What you need to do:
Lay out the records below as a two-column CSV with the headers "text" and "answer" and one row for every record. Put each record's text and its answer into a single quoted field apiece, with every line break replaced by a space.
+ + + + + + +
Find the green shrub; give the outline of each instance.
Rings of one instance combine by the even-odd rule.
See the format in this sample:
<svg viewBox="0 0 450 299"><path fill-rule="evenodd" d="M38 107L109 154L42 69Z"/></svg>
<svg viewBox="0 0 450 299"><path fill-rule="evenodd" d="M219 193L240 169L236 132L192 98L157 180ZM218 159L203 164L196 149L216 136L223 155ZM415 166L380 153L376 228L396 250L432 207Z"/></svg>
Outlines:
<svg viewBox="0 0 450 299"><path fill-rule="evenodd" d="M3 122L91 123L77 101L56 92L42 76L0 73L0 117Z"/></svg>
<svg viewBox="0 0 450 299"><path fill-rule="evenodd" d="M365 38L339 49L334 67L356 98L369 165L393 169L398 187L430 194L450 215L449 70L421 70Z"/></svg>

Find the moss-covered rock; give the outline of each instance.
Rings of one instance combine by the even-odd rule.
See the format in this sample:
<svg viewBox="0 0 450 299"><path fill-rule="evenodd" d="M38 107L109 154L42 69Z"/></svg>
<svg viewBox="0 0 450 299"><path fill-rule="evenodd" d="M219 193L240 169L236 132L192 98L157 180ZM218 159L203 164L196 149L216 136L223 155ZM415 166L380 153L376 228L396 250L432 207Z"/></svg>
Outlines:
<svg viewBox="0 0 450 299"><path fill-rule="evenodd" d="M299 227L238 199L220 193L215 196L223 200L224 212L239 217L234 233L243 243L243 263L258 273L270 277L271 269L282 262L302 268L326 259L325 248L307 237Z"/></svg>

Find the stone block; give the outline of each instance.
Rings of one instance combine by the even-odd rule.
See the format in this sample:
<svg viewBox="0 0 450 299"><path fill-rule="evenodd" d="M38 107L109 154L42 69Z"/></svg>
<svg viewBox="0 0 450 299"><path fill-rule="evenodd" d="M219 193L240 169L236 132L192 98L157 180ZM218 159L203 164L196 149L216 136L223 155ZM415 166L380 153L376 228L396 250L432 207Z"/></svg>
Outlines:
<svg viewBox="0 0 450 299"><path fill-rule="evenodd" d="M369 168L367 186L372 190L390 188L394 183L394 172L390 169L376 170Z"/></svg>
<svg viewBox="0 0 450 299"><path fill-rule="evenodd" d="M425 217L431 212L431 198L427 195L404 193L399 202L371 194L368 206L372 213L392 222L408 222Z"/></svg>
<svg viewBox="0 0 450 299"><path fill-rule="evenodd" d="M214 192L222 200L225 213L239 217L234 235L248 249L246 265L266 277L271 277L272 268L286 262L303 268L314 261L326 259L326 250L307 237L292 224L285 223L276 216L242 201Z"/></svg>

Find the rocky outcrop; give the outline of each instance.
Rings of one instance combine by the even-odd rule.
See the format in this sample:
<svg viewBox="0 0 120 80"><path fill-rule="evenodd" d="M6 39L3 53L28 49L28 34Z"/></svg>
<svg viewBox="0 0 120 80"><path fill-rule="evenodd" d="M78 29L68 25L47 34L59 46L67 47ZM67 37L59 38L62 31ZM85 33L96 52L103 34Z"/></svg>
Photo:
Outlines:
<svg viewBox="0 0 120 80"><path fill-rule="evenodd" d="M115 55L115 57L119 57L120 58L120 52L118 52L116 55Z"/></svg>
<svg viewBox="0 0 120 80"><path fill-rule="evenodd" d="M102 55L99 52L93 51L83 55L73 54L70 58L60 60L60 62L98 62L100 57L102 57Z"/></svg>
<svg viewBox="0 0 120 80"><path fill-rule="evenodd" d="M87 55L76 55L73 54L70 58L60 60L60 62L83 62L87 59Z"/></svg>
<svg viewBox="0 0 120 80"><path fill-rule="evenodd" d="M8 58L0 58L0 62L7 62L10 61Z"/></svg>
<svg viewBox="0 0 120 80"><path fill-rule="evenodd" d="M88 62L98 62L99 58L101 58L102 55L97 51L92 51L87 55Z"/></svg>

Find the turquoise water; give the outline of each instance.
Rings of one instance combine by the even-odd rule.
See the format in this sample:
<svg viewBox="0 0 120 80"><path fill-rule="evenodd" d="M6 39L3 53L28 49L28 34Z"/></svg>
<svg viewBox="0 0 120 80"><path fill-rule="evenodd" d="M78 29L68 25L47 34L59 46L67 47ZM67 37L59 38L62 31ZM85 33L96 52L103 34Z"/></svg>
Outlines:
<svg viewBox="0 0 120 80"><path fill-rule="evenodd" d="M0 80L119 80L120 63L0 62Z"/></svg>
+ + + + + + +
Task output:
text,answer
"Find the green shrub; give the outline of each instance. Rings of one instance combine by the even-odd rule. See the format in this sample: <svg viewBox=""0 0 450 299""><path fill-rule=""evenodd"" d=""M38 107L109 154L42 69Z""/></svg> <svg viewBox=""0 0 450 299""><path fill-rule=""evenodd"" d=""M219 193L240 169L236 132L192 98L157 180ZM218 159L203 164L196 149L216 136L223 155ZM415 166L380 153L376 228L396 250L432 207Z""/></svg> Outlines:","<svg viewBox=""0 0 450 299""><path fill-rule=""evenodd"" d=""M3 122L91 123L77 101L56 92L42 76L0 73L0 117Z""/></svg> <svg viewBox=""0 0 450 299""><path fill-rule=""evenodd"" d=""M365 38L339 49L334 67L356 98L369 165L393 169L398 187L430 194L450 215L449 70L421 70Z""/></svg>"
"Find the moss-covered rock; give the outline of each instance. Rings of one instance combine by the even-odd rule. See the format in this sample: <svg viewBox=""0 0 450 299""><path fill-rule=""evenodd"" d=""M38 107L109 154L42 69Z""/></svg> <svg viewBox=""0 0 450 299""><path fill-rule=""evenodd"" d=""M219 193L240 169L236 132L192 98L157 180ZM218 159L203 164L196 149L216 136L223 155ZM415 166L380 153L376 228L396 250L432 207Z""/></svg> Outlines:","<svg viewBox=""0 0 450 299""><path fill-rule=""evenodd"" d=""M299 227L238 199L220 193L215 196L223 200L224 212L239 217L234 233L243 243L243 263L258 273L270 277L271 269L282 262L302 268L326 259L325 248L307 237Z""/></svg>"
"Find the stone block; give the outline of each instance. Rings of one instance combine by the even-odd rule. See the format in this sample: <svg viewBox=""0 0 450 299""><path fill-rule=""evenodd"" d=""M38 107L109 154L42 69Z""/></svg> <svg viewBox=""0 0 450 299""><path fill-rule=""evenodd"" d=""M219 193L240 169L236 132L192 98L157 180ZM218 159L203 164L196 149L216 136L223 155ZM415 166L380 153L376 228L396 250L432 207Z""/></svg> Outlines:","<svg viewBox=""0 0 450 299""><path fill-rule=""evenodd"" d=""M369 168L367 186L372 190L390 188L394 183L394 172L390 169L376 170Z""/></svg> <svg viewBox=""0 0 450 299""><path fill-rule=""evenodd"" d=""M425 217L431 212L431 198L427 195L404 193L399 202L371 194L368 206L372 213L392 222L408 222Z""/></svg> <svg viewBox=""0 0 450 299""><path fill-rule=""evenodd"" d=""M214 192L222 200L225 213L239 217L234 235L248 249L246 265L266 277L271 277L272 268L286 262L303 268L314 261L326 259L326 250L307 237L292 224L285 223L276 216L242 201Z""/></svg>"
"Find the rocky outcrop; give the outline of each instance. Rings of one instance combine by the even-odd rule. See the format in this sample: <svg viewBox=""0 0 120 80""><path fill-rule=""evenodd"" d=""M6 39L3 53L28 49L28 34Z""/></svg> <svg viewBox=""0 0 120 80""><path fill-rule=""evenodd"" d=""M78 29L68 25L47 34L59 46L67 47ZM67 37L59 38L62 31ZM85 33L96 52L103 34Z""/></svg> Photo: Outlines:","<svg viewBox=""0 0 120 80""><path fill-rule=""evenodd"" d=""M115 55L115 57L119 57L120 58L120 52L118 52L116 55Z""/></svg> <svg viewBox=""0 0 120 80""><path fill-rule=""evenodd"" d=""M102 55L99 52L93 51L83 55L73 54L70 58L60 60L60 62L98 62L100 57L102 57Z""/></svg> <svg viewBox=""0 0 120 80""><path fill-rule=""evenodd"" d=""M87 55L76 55L73 54L70 58L60 60L60 62L83 62L87 59Z""/></svg> <svg viewBox=""0 0 120 80""><path fill-rule=""evenodd"" d=""M8 58L0 58L0 62L7 62L10 61Z""/></svg> <svg viewBox=""0 0 120 80""><path fill-rule=""evenodd"" d=""M88 62L98 62L99 58L101 58L102 55L97 51L92 51L87 55Z""/></svg>"
"Find the turquoise water; give the outline of each instance. Rings of one instance combine by the even-odd rule. See the format in this sample: <svg viewBox=""0 0 120 80""><path fill-rule=""evenodd"" d=""M6 39L3 53L28 49L28 34Z""/></svg> <svg viewBox=""0 0 120 80""><path fill-rule=""evenodd"" d=""M78 29L68 25L47 34L59 46L67 47ZM67 37L59 38L62 31ZM85 33L96 52L103 34Z""/></svg> Outlines:","<svg viewBox=""0 0 120 80""><path fill-rule=""evenodd"" d=""M0 80L119 80L120 63L0 62Z""/></svg>"